■ Requirements
Pull out and copy every line in the rows below that contains the string "haystack". Case counts.

■ Records to use
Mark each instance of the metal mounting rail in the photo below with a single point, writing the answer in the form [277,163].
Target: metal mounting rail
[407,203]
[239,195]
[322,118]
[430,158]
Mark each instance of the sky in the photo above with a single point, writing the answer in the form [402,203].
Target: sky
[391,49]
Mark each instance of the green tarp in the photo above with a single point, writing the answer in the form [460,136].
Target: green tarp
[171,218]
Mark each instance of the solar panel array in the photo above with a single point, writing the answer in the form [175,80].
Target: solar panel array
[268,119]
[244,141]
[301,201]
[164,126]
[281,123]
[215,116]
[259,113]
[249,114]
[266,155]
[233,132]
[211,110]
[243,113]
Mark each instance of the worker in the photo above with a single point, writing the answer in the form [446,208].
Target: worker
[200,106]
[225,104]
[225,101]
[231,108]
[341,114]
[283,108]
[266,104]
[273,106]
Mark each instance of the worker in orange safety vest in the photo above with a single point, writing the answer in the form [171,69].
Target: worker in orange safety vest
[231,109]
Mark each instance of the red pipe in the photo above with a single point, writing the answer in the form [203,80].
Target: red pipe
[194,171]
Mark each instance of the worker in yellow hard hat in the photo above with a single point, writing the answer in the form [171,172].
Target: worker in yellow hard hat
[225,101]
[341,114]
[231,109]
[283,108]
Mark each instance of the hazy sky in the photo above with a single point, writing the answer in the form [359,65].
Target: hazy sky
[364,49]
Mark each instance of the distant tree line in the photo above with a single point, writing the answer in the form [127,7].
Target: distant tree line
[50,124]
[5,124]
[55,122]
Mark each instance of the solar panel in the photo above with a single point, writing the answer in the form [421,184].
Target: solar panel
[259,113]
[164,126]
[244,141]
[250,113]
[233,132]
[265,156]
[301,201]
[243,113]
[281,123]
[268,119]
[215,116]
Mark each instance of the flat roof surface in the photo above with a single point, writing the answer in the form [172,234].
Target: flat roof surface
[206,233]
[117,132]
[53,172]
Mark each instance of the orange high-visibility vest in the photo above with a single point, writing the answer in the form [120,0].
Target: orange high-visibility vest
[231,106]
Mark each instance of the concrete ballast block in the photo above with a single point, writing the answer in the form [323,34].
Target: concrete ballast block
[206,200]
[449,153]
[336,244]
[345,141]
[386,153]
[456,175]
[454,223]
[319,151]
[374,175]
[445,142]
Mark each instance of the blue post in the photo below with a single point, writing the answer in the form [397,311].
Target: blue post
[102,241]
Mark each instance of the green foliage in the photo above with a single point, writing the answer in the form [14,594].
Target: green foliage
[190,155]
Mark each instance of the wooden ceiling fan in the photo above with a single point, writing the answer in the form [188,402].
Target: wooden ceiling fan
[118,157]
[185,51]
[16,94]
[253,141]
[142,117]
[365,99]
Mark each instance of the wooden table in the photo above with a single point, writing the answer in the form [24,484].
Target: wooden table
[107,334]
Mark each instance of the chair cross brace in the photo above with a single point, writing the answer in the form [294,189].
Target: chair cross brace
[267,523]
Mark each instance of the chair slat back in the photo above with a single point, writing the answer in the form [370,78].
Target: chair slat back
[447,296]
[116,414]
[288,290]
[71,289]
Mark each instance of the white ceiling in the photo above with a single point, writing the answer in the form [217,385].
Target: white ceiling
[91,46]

...

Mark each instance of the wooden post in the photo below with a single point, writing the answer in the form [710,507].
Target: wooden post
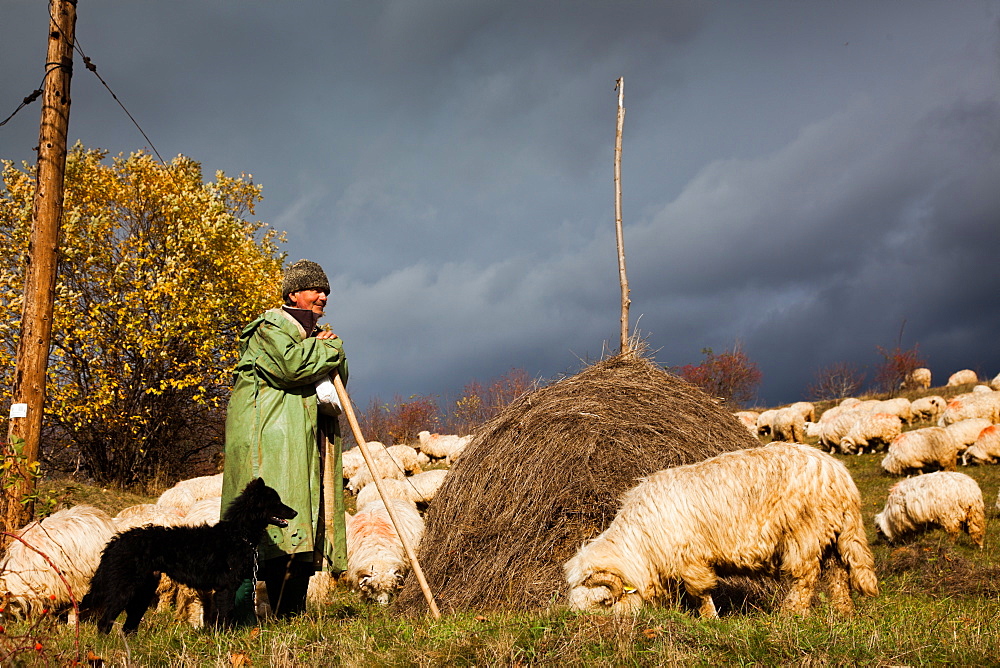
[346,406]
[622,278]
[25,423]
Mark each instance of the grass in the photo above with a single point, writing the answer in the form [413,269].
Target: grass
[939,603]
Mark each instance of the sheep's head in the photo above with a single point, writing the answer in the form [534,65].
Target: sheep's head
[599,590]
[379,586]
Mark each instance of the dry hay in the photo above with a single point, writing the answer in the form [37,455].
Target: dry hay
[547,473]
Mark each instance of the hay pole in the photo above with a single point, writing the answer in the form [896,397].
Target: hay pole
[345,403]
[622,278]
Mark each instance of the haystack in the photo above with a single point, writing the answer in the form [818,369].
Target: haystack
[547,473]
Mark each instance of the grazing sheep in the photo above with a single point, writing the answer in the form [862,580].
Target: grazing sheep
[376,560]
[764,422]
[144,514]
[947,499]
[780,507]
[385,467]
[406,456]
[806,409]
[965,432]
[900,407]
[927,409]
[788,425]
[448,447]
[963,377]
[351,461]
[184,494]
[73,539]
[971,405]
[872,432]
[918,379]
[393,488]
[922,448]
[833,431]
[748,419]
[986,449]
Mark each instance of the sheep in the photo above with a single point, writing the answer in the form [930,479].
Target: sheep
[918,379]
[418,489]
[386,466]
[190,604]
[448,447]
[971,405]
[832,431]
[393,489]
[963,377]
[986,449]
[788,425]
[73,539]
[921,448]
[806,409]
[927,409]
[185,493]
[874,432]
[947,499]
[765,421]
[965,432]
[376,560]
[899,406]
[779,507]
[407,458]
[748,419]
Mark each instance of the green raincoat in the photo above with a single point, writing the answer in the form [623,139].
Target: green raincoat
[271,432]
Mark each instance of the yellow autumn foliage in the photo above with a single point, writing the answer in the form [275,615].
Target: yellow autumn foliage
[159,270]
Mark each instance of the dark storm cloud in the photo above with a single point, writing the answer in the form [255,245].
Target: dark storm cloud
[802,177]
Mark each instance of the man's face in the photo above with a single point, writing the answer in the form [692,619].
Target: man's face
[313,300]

==

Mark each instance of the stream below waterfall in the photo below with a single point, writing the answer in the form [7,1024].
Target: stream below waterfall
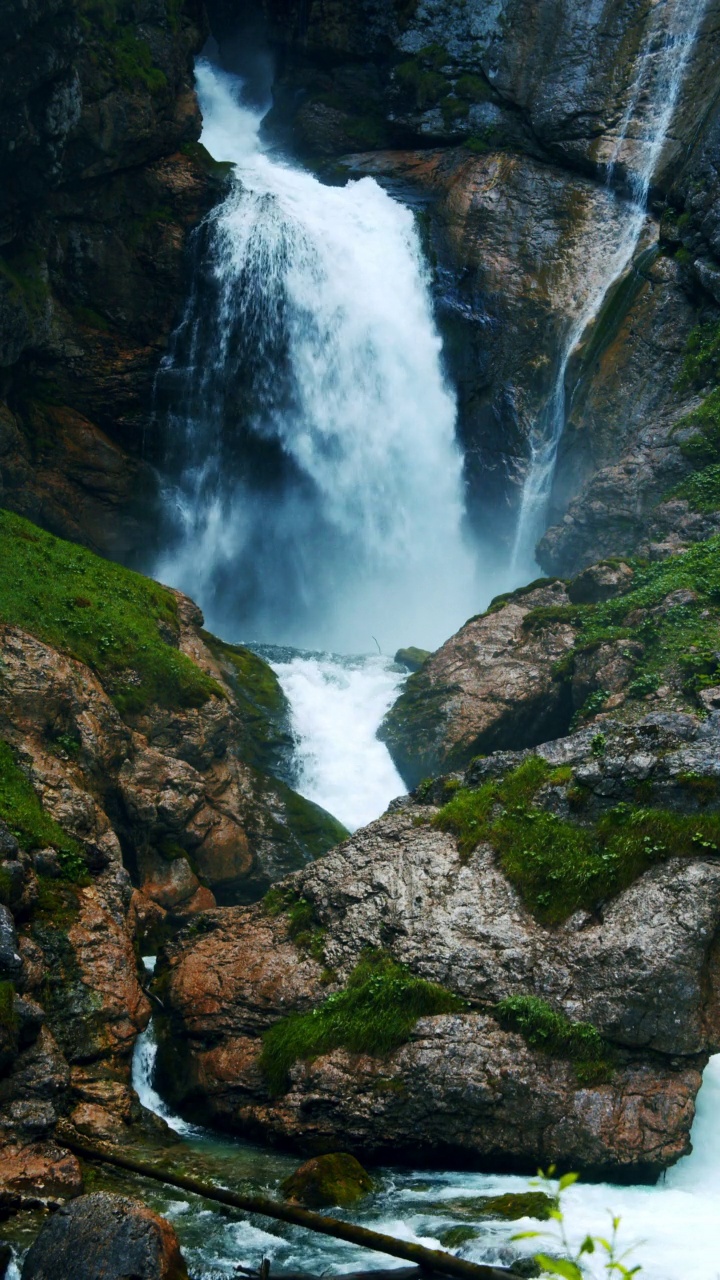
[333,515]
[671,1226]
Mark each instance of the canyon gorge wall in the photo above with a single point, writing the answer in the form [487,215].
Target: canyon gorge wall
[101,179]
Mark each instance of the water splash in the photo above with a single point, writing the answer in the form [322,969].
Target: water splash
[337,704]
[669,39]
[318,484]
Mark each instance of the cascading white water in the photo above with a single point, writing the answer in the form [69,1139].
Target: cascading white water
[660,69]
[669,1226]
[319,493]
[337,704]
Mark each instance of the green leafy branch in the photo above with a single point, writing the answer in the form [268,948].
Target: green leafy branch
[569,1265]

■ Solution
Mark each instance of the haystack in the photo above with a single point, writing the answer in the form [818,369].
Target: haystack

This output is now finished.